Reproduce each line exactly, including spacing and punctuation.

## BEGIN

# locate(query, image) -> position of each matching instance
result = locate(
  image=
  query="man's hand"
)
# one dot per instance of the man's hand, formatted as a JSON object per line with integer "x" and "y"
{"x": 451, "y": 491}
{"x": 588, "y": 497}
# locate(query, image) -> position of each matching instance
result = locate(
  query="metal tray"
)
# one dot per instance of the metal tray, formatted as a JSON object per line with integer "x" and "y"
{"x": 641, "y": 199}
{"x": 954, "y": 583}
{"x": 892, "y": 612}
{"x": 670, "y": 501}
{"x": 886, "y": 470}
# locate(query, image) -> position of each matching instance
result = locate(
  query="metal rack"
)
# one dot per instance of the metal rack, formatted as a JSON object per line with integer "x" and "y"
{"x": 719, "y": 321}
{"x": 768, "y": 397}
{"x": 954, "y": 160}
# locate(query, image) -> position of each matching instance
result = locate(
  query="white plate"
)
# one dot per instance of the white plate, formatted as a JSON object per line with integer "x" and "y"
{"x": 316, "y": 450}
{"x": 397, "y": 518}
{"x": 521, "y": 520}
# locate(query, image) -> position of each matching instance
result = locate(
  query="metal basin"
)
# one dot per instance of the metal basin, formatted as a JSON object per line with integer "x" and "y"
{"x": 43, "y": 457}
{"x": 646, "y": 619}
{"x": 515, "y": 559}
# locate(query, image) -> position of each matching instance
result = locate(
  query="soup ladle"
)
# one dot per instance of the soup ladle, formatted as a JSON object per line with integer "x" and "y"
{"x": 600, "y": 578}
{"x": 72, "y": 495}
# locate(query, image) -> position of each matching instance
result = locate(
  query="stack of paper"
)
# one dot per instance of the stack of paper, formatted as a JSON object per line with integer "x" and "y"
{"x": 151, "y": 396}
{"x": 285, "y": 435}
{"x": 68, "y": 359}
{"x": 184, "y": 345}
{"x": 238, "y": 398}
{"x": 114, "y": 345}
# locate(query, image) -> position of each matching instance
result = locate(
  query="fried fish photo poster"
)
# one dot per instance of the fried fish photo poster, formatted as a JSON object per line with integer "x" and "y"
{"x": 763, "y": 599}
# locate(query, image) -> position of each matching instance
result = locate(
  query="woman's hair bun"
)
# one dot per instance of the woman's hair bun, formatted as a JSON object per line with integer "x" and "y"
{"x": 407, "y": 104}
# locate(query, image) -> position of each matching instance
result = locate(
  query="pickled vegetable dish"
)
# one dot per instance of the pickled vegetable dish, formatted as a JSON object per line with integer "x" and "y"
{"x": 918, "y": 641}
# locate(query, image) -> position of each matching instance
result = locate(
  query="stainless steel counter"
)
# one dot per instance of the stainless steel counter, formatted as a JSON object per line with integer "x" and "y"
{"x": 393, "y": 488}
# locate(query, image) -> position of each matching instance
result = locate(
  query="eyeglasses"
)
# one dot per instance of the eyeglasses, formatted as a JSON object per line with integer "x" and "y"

## END

● Completed exercise
# locate(query, image) -> position of each matching instance
result = locate(
  image=
  query="man's hand"
)
# one dot per instance of the man's hand, formatted as a JSON object per line with integer "x" and "y"
{"x": 451, "y": 491}
{"x": 588, "y": 497}
# locate(query, image) -> position of each matching instance
result = locate(
  query="metal tray"
)
# one dot per instance of the metal tray, formatted as a JSON object per line with integer "x" and "y"
{"x": 641, "y": 199}
{"x": 954, "y": 583}
{"x": 892, "y": 612}
{"x": 670, "y": 501}
{"x": 886, "y": 470}
# locate(query, image) -> position of each matching instance
result = locate(
  query="metal rack"
)
# one dot per instance of the metal rack, formatted as a JSON object per line with integer "x" and "y"
{"x": 719, "y": 321}
{"x": 768, "y": 397}
{"x": 954, "y": 160}
# locate(query, image) -> position of each matching instance
result = locate(
  query="white plate"
)
# one dot per instance of the white plate, formatted as a JSON object per line with integer "x" and "y"
{"x": 316, "y": 450}
{"x": 397, "y": 518}
{"x": 521, "y": 520}
# locate(query, image) -> position of each matching instance
result = locate(
  query="metal basin"
)
# one dot per instance of the metal basin, formatted as a JSON object per line with integer "x" and "y"
{"x": 43, "y": 457}
{"x": 646, "y": 619}
{"x": 515, "y": 559}
# locate(query, image) -> position of each matching instance
result = locate(
  query="soup ladle"
)
# one dot per instance of the soup ladle, formatted as a JSON object per line with integer "x" and "y"
{"x": 600, "y": 578}
{"x": 72, "y": 495}
# locate(query, image) -> position of each matching instance
result = locate(
  query="stack of paper"
)
# one dot per instance of the stack of paper, formatted as a JSON object per line with integer "x" and "y"
{"x": 151, "y": 396}
{"x": 285, "y": 435}
{"x": 68, "y": 359}
{"x": 184, "y": 345}
{"x": 238, "y": 398}
{"x": 114, "y": 345}
# locate(query, image) -> position of each matching instance
result = locate(
  query="fried fish photo poster"
)
# one dot per instance of the fried fish photo poster, formatted as a JSON object per line with integer "x" and "y"
{"x": 763, "y": 599}
# locate(query, image) -> position of each matching instance
result = locate(
  query="woman's hair bun"
)
# one dot per instance of the woman's hair bun, formatted as a JSON object per line with integer "x" and "y"
{"x": 407, "y": 104}
# locate(query, image) -> position of each matching instance
result = locate(
  query="pickled vegetable dish"
)
# one dot per instance of the pickled vegetable dish, formatted as a JSON object per line with integer "x" and "y"
{"x": 918, "y": 641}
# locate(query, image) -> position of each matching instance
result = locate(
  query="stainless steel counter"
)
# one dot per instance of the stainless steel counter, formatted as a JSON object per line with integer "x" and "y"
{"x": 393, "y": 488}
# locate(query, image) -> position of each matching instance
result = locate(
  query="eyeglasses"
)
# one dot per instance of the eyeglasses, formatted as a JSON object per line with integer "x" and "y"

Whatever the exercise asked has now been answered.